Problem:
Retype the entire listing, keeping every word as it is.

Data for this task:
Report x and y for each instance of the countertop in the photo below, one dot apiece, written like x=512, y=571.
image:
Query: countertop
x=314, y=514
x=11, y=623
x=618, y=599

Task result:
Report x and y for each instance of the countertop in the photo below, one dot apiece, written like x=512, y=571.
image:
Query: countertop
x=314, y=514
x=11, y=623
x=618, y=599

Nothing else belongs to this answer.